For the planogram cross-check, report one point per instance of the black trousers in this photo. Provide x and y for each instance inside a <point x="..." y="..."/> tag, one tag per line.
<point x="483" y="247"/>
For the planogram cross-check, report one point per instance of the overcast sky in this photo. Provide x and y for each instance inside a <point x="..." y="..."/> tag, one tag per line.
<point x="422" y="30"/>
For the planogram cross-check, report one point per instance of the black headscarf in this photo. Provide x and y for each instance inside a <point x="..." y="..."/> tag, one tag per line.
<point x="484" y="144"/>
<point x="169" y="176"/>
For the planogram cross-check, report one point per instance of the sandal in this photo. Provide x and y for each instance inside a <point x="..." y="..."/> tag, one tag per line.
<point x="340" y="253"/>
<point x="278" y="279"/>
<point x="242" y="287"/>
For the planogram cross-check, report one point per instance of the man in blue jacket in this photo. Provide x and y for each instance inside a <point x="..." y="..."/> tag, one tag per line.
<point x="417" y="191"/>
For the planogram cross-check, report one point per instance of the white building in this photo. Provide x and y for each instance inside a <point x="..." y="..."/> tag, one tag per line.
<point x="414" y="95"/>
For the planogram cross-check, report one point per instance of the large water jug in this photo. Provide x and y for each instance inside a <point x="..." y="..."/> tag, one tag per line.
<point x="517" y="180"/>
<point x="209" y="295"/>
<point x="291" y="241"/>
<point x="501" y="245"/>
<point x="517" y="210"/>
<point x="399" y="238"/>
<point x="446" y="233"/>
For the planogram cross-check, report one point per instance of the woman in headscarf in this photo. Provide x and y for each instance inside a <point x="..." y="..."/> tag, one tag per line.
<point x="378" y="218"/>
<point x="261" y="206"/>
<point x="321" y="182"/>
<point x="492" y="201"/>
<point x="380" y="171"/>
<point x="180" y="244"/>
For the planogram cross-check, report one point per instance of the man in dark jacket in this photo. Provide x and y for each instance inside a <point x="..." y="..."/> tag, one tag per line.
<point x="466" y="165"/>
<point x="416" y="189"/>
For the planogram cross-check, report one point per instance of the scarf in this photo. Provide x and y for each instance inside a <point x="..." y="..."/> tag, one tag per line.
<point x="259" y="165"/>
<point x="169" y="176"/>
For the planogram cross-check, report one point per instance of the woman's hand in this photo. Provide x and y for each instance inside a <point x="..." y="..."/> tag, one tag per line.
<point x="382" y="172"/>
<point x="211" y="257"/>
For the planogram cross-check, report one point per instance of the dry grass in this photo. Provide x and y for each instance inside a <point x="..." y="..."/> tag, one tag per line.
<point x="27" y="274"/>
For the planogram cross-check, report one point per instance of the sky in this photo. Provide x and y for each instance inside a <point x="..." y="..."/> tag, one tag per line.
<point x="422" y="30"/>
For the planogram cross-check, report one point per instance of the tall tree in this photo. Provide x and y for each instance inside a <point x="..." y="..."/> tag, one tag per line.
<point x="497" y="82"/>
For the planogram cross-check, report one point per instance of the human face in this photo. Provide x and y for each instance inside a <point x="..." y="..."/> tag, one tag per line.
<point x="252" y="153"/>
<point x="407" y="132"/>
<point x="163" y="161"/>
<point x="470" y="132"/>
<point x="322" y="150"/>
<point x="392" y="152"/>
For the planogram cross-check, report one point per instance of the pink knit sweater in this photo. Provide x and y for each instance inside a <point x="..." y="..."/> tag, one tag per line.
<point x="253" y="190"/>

*WHAT YOU WILL DO*. Can you extract every line above verbatim, with nothing changed or left out?

*SOLUTION FOR THIS PROBLEM*.
For the planogram cross-check, report one point per instance of the black trousers in this photo. Provide x and y for each instance inside a <point x="..." y="..."/> tag, one tag per line.
<point x="483" y="247"/>
For the planogram cross-check, report one point per instance of the overcast sky in this photo. Provide x and y for each instance inside a <point x="..." y="..."/> tag, one tag per line.
<point x="422" y="30"/>
For the planogram cross-check, report one point per instance of the black headscarf in this photo. Provide x and y for each instance inside a <point x="..." y="..."/> tag, one tag per line.
<point x="484" y="144"/>
<point x="169" y="176"/>
For the planogram cross-check, report one point per instance of the sandal in this photo. Provide x and y for each instance inside a <point x="..." y="..."/> tag, one tag per line.
<point x="340" y="253"/>
<point x="278" y="279"/>
<point x="242" y="287"/>
For the planogram cross-check, report one point per instance of the man in blue jacket in this photo. Provide x and y for each instance inside a <point x="..." y="..."/> tag, one tag per line.
<point x="417" y="191"/>
For the planogram cross-check, report one point per instance of the white building in this photo. Provide x and y for each instance inside a <point x="..." y="..."/> tag, one tag per line.
<point x="414" y="95"/>
For the planogram cross-check, report one point per instance of the large water jug in this photo. Provide x and y for each instance inside a <point x="..." y="..."/> tag, one tag per line.
<point x="517" y="180"/>
<point x="209" y="295"/>
<point x="291" y="241"/>
<point x="501" y="245"/>
<point x="517" y="210"/>
<point x="399" y="238"/>
<point x="446" y="233"/>
For the planogram cross-check, report one point per instance of the woman in headscarf in this photo. Provide x and y for each instance inside a <point x="..." y="..."/> tag, one tag per line.
<point x="378" y="218"/>
<point x="261" y="206"/>
<point x="321" y="182"/>
<point x="492" y="201"/>
<point x="380" y="171"/>
<point x="180" y="244"/>
For the planogram cross-check, report one point per instance of the man in dark jacket in this photo. Provide x and y for each instance inside a <point x="..." y="..."/> tag, one tag per line.
<point x="466" y="165"/>
<point x="416" y="189"/>
For the planogram cross-check, report one point per instance of the scarf in this photo. Provide x and y for each instance inside a <point x="..." y="..."/> tag, one tag per line.
<point x="259" y="165"/>
<point x="169" y="176"/>
For the planogram cross-check, report one point per instance of the woman's hand in this photo. Provide x and y for each instance inside a <point x="..." y="..."/> tag, one tag per line.
<point x="382" y="172"/>
<point x="211" y="257"/>
For the planogram cross-check, report one point per instance of the dry grass in this photo. Provide x and y for each instance inside a <point x="..." y="..."/> tag, one tag per line.
<point x="27" y="274"/>
For the planogram cross-check, report one point per instance of the sky in this photo. Provide x and y for each instance inside a <point x="..." y="..."/> tag, one tag per line.
<point x="422" y="30"/>
For the planogram cross-check, report one point per instance of the tall tree in this photo. Provide x and y for each instance inside a <point x="..." y="..."/> tag, one tag per line.
<point x="497" y="82"/>
For the planogram cross-check, report one point per instance of the human face in this photo. Provide x and y for each instance inside a <point x="..." y="..."/> tag, one tag per line.
<point x="252" y="153"/>
<point x="407" y="132"/>
<point x="163" y="161"/>
<point x="470" y="132"/>
<point x="322" y="150"/>
<point x="392" y="152"/>
For the planogram cross-check, report one point per instance of the pink knit sweater in this photo. Provide x and y for each instance inside a <point x="..." y="..."/> tag, one tag per line.
<point x="253" y="190"/>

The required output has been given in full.